◆ PASSAGE PROVIDED ◆
Most notably, the Orion Environmental Control and Life Support System (ECLSS) is set to make its full debut on the first crewed mission, requiring the spacecraft to loiter in Low Earth Orbit (LEO) – before heading to the Moon – to allow for a speedy abort should issues be found in the system. Various test opportunities, including on the ISS, are being called upon to mitigate potential issues.
Exploration Mission -1 (EM-1) will be an uncrewed test flight paving the way for the crewed EM-2. However, EM-1’s Orion will not fly with a complete life support system.
This has been a concern for NASA’s Aerospace Safety Advisory Panel (ASAP)for some time, resulting in calls to mitigate the potential the system could suffer a mission-ending fault during the following flight, EM-2.
“In its 2018 Annual Report, ASAP expressed concern about the readiness of the ECLSS for crewed flight – more specifically, whether it would be fully tested, qualified, and ready to support the crew on EM-2,” noted the minutes from the latest ASAP missing in March.
“Because of the crucial importance of ECLSS function for successful crewed flight, ASAP had asked earlier for more information on the ECLSS systems or components that would actually be installed in EM-1.”
NASA had already provided the rationale for not flying EM-1 as a full-up test of the ECLSS, noting “the Orion System is much simpler than that of previous vehicles” and “the spaceflight environment would not significantly impact system performance compared to what is seen during ground testing”.
It also inserted a 24 hour checkout period for the EM-2 flight, allowing Orion to remain in Low Earth Orbit (LEO) for around a day to checkout the health of the ECLSS, before deciding if to abort the mission or press on to the TLI (Trans Lunar Injection) burn and head towards the Moon. This objective was first recommended back in 2013.
“For these reasons, NASA concluded that no specific element of ECLSS hardware requires successful testing on EM-1 prior to EM-2. This conclusion may well prove to be correct; nevertheless, the Panel believes that the more that critical life-support systems and subsystems can be tested in an end-to-end fashion before they are used in crewed flight, the better,” added the ASAP meeting’s minutes.
The ASAP noted that it recommends that NASA should continue to assess whether additional ECLSS hardware could be incorporated on the EM-1 flight, “if the mission is delayed”, which is somewhat moot given the EM-1 mission is now being told to advance, rather than slip further to the right.
NASA has some very useful experience with life support systems, not least on the ISS which has allowed for a continued human presence in space for many years and the ability to learn techniques to repair and improve the ECLSS.
It is understood that some Orion ECLSS specific hardware has been tested on the ISS and the ASAP encourages further testing to help mitigate any potential concerns with the EM-2 flight.

◆ REQUIREMENTS ◆
Write the next part of the article on Orion's life support system, starting after its final sentence. The records are not needed for this work.

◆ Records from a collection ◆

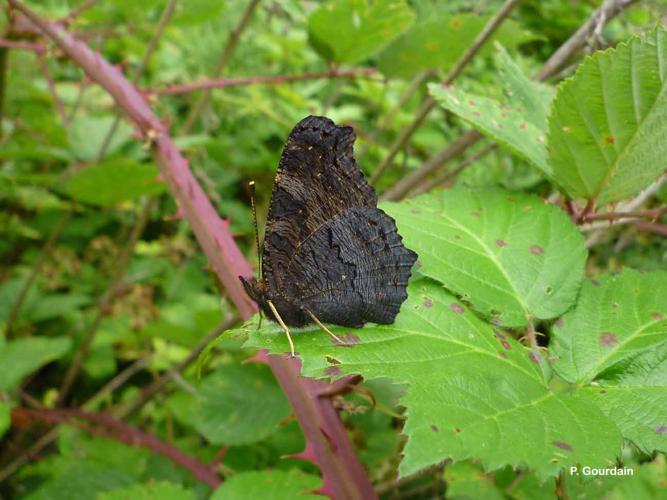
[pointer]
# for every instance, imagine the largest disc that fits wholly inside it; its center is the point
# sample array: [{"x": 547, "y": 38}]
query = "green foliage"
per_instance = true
[
  {"x": 520, "y": 125},
  {"x": 349, "y": 31},
  {"x": 438, "y": 43},
  {"x": 240, "y": 405},
  {"x": 447, "y": 355},
  {"x": 506, "y": 358},
  {"x": 608, "y": 122},
  {"x": 19, "y": 358},
  {"x": 150, "y": 491},
  {"x": 269, "y": 485},
  {"x": 510, "y": 256},
  {"x": 615, "y": 338},
  {"x": 114, "y": 181}
]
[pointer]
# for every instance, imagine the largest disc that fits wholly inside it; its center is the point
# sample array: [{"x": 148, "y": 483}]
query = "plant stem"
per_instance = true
[
  {"x": 327, "y": 438},
  {"x": 201, "y": 103},
  {"x": 607, "y": 11},
  {"x": 222, "y": 83},
  {"x": 34, "y": 271},
  {"x": 429, "y": 103}
]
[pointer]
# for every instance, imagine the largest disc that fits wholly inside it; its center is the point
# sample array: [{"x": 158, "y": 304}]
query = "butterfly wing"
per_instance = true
[
  {"x": 317, "y": 179},
  {"x": 351, "y": 270}
]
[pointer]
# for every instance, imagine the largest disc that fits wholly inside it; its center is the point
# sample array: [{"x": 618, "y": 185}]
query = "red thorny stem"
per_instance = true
[{"x": 327, "y": 443}]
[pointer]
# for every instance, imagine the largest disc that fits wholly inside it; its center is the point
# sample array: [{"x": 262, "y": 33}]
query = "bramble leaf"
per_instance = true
[
  {"x": 473, "y": 391},
  {"x": 271, "y": 484},
  {"x": 608, "y": 122},
  {"x": 438, "y": 43},
  {"x": 511, "y": 256},
  {"x": 21, "y": 357},
  {"x": 349, "y": 31},
  {"x": 240, "y": 404},
  {"x": 617, "y": 337}
]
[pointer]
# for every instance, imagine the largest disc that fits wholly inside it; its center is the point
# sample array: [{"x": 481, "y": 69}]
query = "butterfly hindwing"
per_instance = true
[
  {"x": 352, "y": 270},
  {"x": 317, "y": 179}
]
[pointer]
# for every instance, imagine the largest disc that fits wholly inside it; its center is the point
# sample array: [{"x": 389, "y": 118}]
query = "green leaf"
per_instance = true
[
  {"x": 241, "y": 404},
  {"x": 511, "y": 256},
  {"x": 20, "y": 357},
  {"x": 608, "y": 122},
  {"x": 81, "y": 481},
  {"x": 150, "y": 491},
  {"x": 534, "y": 98},
  {"x": 438, "y": 43},
  {"x": 90, "y": 132},
  {"x": 616, "y": 318},
  {"x": 617, "y": 337},
  {"x": 349, "y": 31},
  {"x": 473, "y": 390},
  {"x": 466, "y": 480},
  {"x": 114, "y": 181},
  {"x": 269, "y": 485},
  {"x": 5, "y": 416},
  {"x": 504, "y": 124}
]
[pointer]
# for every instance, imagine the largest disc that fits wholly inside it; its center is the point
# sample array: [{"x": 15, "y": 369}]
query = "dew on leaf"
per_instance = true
[
  {"x": 536, "y": 250},
  {"x": 457, "y": 308},
  {"x": 333, "y": 371},
  {"x": 534, "y": 357}
]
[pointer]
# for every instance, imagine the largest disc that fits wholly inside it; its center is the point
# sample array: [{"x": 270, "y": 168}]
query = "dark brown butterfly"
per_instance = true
[{"x": 330, "y": 255}]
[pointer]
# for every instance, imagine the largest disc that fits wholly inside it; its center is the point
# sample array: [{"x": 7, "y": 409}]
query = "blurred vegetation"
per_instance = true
[{"x": 89, "y": 241}]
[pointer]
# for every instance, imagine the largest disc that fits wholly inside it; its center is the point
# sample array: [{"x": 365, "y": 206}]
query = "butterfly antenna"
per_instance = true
[
  {"x": 251, "y": 188},
  {"x": 283, "y": 325}
]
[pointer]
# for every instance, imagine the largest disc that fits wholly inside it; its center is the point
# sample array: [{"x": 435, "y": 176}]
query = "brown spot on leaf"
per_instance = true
[
  {"x": 562, "y": 445},
  {"x": 608, "y": 339},
  {"x": 457, "y": 308},
  {"x": 503, "y": 340},
  {"x": 536, "y": 250},
  {"x": 349, "y": 338}
]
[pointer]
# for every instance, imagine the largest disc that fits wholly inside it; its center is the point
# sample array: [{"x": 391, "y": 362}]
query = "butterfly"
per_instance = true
[{"x": 330, "y": 255}]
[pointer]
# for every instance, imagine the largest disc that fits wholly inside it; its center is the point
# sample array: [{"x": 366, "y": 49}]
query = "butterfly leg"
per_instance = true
[
  {"x": 282, "y": 324},
  {"x": 321, "y": 325}
]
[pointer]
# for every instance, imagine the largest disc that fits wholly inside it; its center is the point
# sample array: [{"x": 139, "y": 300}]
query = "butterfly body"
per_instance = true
[{"x": 328, "y": 250}]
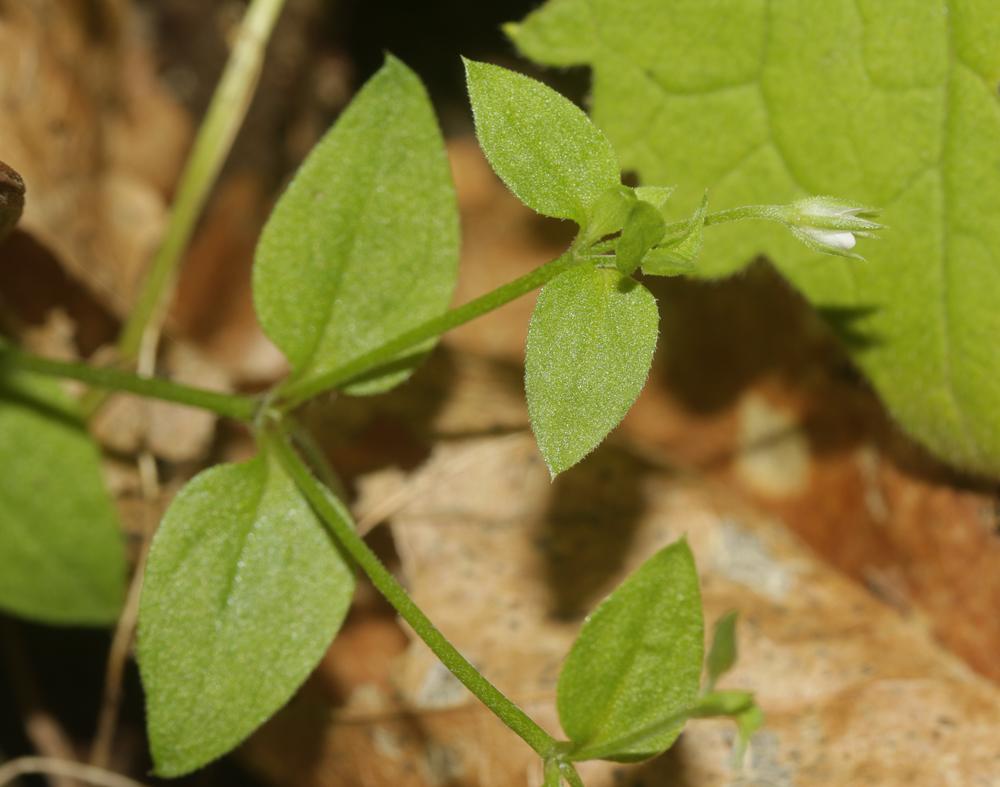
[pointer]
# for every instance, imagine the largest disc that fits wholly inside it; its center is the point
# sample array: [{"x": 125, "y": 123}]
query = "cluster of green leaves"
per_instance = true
[
  {"x": 248, "y": 577},
  {"x": 890, "y": 101},
  {"x": 594, "y": 328}
]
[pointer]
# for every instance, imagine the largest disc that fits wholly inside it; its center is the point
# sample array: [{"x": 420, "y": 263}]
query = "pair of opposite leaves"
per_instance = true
[{"x": 361, "y": 247}]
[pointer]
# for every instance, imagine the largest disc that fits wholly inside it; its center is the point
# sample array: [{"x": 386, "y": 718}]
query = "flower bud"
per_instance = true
[{"x": 830, "y": 225}]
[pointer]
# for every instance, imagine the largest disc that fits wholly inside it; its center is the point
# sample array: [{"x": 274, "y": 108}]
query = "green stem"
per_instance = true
[
  {"x": 296, "y": 393},
  {"x": 338, "y": 520},
  {"x": 241, "y": 408},
  {"x": 215, "y": 138}
]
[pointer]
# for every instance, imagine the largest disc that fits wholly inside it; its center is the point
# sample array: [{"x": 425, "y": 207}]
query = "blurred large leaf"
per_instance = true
[
  {"x": 542, "y": 146},
  {"x": 244, "y": 591},
  {"x": 61, "y": 556},
  {"x": 364, "y": 243},
  {"x": 590, "y": 345},
  {"x": 635, "y": 669},
  {"x": 889, "y": 102}
]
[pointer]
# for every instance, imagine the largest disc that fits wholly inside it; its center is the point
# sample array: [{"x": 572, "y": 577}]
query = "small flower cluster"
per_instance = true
[{"x": 830, "y": 225}]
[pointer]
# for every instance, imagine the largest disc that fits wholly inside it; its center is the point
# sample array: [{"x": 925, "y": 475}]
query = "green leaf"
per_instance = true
[
  {"x": 61, "y": 555},
  {"x": 540, "y": 144},
  {"x": 722, "y": 655},
  {"x": 643, "y": 229},
  {"x": 590, "y": 345},
  {"x": 633, "y": 673},
  {"x": 243, "y": 593},
  {"x": 892, "y": 103},
  {"x": 610, "y": 211},
  {"x": 678, "y": 255},
  {"x": 657, "y": 196},
  {"x": 363, "y": 245},
  {"x": 747, "y": 723}
]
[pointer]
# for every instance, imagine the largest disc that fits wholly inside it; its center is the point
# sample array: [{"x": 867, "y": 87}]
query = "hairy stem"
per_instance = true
[
  {"x": 296, "y": 393},
  {"x": 215, "y": 138},
  {"x": 240, "y": 408},
  {"x": 338, "y": 520}
]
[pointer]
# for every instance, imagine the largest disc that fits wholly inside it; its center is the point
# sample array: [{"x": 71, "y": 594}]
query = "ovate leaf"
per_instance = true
[
  {"x": 633, "y": 673},
  {"x": 363, "y": 244},
  {"x": 244, "y": 591},
  {"x": 61, "y": 555},
  {"x": 892, "y": 103},
  {"x": 540, "y": 144},
  {"x": 590, "y": 345},
  {"x": 643, "y": 229}
]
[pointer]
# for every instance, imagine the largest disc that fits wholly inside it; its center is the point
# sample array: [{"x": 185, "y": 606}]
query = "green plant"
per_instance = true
[{"x": 252, "y": 569}]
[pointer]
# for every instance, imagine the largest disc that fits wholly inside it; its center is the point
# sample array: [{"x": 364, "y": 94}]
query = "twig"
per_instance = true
[{"x": 62, "y": 769}]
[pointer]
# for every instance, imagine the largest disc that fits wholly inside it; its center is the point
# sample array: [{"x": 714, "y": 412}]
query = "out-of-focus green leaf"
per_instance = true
[
  {"x": 244, "y": 591},
  {"x": 590, "y": 345},
  {"x": 892, "y": 103},
  {"x": 634, "y": 671}
]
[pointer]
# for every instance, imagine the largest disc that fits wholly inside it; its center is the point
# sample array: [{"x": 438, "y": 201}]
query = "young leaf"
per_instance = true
[
  {"x": 244, "y": 591},
  {"x": 643, "y": 229},
  {"x": 61, "y": 554},
  {"x": 722, "y": 655},
  {"x": 590, "y": 345},
  {"x": 678, "y": 255},
  {"x": 783, "y": 100},
  {"x": 635, "y": 668},
  {"x": 540, "y": 144},
  {"x": 363, "y": 245}
]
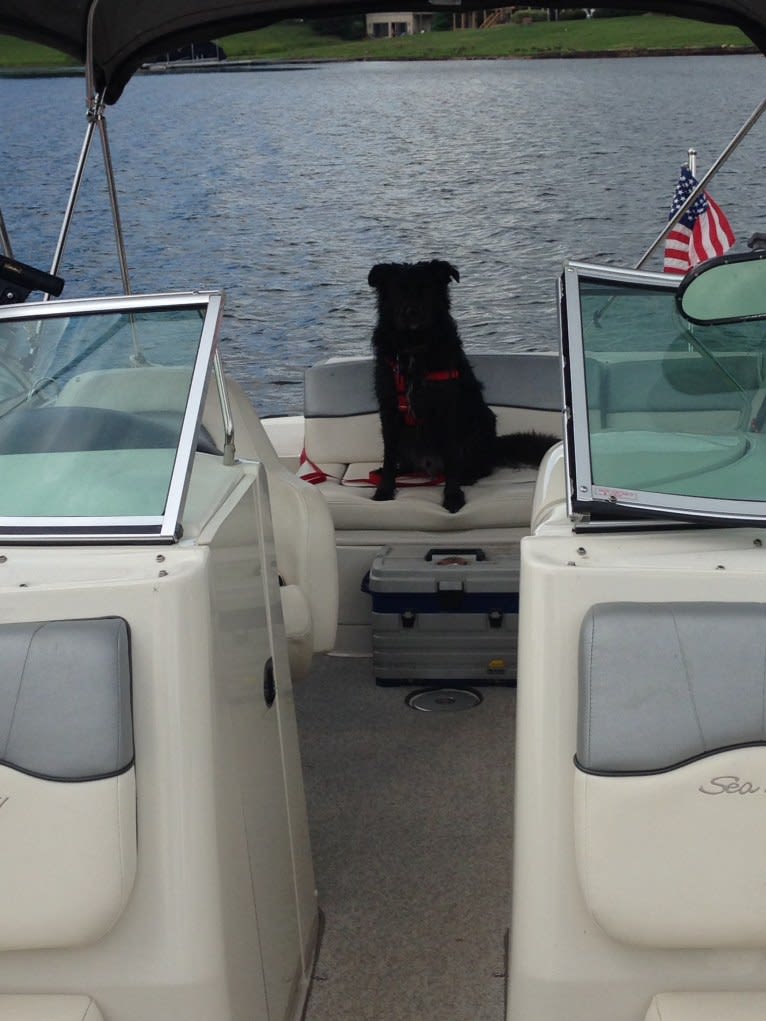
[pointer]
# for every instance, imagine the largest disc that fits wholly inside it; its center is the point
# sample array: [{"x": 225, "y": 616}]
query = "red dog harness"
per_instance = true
[{"x": 402, "y": 390}]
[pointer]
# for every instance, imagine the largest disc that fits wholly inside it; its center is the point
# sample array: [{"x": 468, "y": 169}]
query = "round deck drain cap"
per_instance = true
[{"x": 443, "y": 699}]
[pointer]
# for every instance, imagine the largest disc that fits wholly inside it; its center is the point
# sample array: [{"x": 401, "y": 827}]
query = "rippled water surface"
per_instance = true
[{"x": 285, "y": 187}]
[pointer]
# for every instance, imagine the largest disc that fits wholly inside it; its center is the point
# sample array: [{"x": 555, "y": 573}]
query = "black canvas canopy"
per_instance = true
[{"x": 126, "y": 33}]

◆ ANSWER ◆
“…emphasizing that the complete ECLSS system has not yet been tested on the ISS – only similar components, in conditions projected to be relevant to the new spacecraft, the Panel again emphasizes the value of end-to-end microgravity testing of the ECLSS system prior to EM-2,” added the ASAP minutes.
Orion itself is no longer the critical path on NASA’s EM-1 timeline, which has since been overtaken by concerns with the Space Launch System (SLS) flow, notably the core stage. Previously, Orion – specifically the European Service Module (ESM)– was the critical path that was threatening additional delays to the EM-1 timeline.
Orion will still need to be on its guard if it is to avoid becoming the schedule concern, should SLS find a way to viably target mid-2020, as instructed by the NASA Administrator Jim Bridenstine. As such, it has already looked into a plan to allow for several months of schedule mitigation.
One such option would be to skip most of the Orion fueling tests at the MPPF (Multi-Payload Processing Facility).
The thought is that KSC could save six months of schedule by skipping all the hypergolic loading and unloading testing now scheduled for the Orion stack in the MPPF.
Thus Orion would go from the O&C (Operations and Checkout Building) to MPPF, be fueled, then go to the VAB (Vehicle Assembly Building) for stacking on the SLS.
Such a change to save schedule would likely be a last-ditch measure should Orion become the critical path again, given once Orion is fueled, it can not go back into the O&C in the event of a problem – such as contamination being found – until it is defueled and decontaminated of all hypergolic fuel traces and would require remedy outside the O&C building.
The next major test objective for Orion will be the Ascent Abort -2 test (AA-2), which is now Range Approved for launch on a Minotaur IV booster from Cape Canaveral’s SLC-46 on June 12 during a four hour window opening at 11:00 UTC.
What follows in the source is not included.